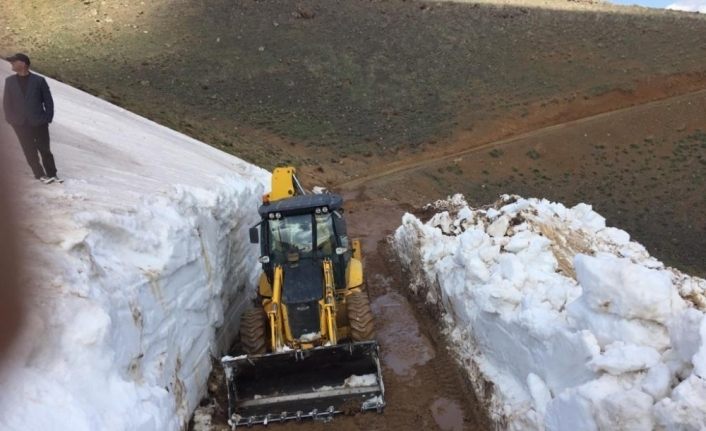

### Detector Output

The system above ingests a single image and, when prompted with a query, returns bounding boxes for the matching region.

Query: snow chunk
[588,341,660,375]
[393,195,706,430]
[0,62,269,431]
= = =
◆ Given instruction ◆
Please revise the records above by replacing "snow chunk" with "ice block" and keeping everything else the same. Leave the pictures out of your answer.

◆ Complete answer ◆
### Detector Output

The system above ingests a single image and, when prompted with a query, returns bounding boxes for the matching region.

Query: ice block
[588,341,660,375]
[393,195,706,430]
[0,62,269,431]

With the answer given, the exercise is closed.